→ PROBLEM: Where a line of the following data contains the string "hillside", include it in the tally. Report the total alone.

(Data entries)
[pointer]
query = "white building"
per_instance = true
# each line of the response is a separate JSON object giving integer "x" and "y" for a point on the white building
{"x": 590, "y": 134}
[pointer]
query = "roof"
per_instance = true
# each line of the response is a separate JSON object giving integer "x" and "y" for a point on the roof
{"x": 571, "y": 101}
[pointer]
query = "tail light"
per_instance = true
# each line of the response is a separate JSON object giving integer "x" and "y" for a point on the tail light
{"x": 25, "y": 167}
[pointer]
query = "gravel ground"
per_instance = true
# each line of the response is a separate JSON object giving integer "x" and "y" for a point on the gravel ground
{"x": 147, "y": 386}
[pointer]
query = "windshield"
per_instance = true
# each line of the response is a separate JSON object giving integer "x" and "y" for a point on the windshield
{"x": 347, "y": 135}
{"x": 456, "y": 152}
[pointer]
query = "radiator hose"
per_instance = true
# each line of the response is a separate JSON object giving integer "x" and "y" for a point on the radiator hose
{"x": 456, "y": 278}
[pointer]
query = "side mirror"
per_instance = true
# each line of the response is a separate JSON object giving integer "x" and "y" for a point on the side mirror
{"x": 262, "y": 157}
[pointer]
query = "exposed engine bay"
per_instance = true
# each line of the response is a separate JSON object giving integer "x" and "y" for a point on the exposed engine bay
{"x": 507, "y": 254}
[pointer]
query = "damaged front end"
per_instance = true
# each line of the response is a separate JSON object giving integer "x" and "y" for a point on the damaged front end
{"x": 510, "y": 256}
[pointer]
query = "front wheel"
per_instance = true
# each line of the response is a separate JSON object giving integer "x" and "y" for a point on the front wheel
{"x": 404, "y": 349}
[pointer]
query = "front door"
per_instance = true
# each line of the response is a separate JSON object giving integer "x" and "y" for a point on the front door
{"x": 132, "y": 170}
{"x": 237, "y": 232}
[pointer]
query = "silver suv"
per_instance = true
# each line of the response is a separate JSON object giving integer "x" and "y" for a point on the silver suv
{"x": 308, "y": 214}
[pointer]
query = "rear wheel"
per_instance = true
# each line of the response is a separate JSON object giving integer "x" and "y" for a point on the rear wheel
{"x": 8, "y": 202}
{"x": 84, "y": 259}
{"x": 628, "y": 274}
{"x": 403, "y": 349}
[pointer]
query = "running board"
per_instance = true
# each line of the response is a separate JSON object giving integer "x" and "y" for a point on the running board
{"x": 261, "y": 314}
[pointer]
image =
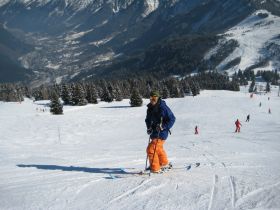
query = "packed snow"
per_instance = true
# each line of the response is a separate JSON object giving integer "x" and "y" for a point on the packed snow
{"x": 74, "y": 161}
{"x": 252, "y": 34}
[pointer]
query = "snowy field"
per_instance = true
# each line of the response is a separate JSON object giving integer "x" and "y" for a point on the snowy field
{"x": 68, "y": 161}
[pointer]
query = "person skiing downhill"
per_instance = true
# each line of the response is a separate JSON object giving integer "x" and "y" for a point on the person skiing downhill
{"x": 237, "y": 125}
{"x": 248, "y": 118}
{"x": 196, "y": 130}
{"x": 159, "y": 120}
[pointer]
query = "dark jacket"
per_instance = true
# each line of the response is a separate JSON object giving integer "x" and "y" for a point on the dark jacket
{"x": 159, "y": 114}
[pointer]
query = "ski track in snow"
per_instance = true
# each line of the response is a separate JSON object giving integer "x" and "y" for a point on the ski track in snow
{"x": 65, "y": 162}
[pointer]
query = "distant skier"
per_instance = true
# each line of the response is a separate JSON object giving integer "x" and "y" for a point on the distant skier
{"x": 196, "y": 130}
{"x": 248, "y": 118}
{"x": 237, "y": 125}
{"x": 159, "y": 120}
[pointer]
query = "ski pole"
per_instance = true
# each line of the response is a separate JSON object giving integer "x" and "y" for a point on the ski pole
{"x": 153, "y": 157}
{"x": 147, "y": 154}
{"x": 154, "y": 154}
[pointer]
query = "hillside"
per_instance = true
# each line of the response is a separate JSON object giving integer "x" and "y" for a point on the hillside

→ ANSWER AREA: 2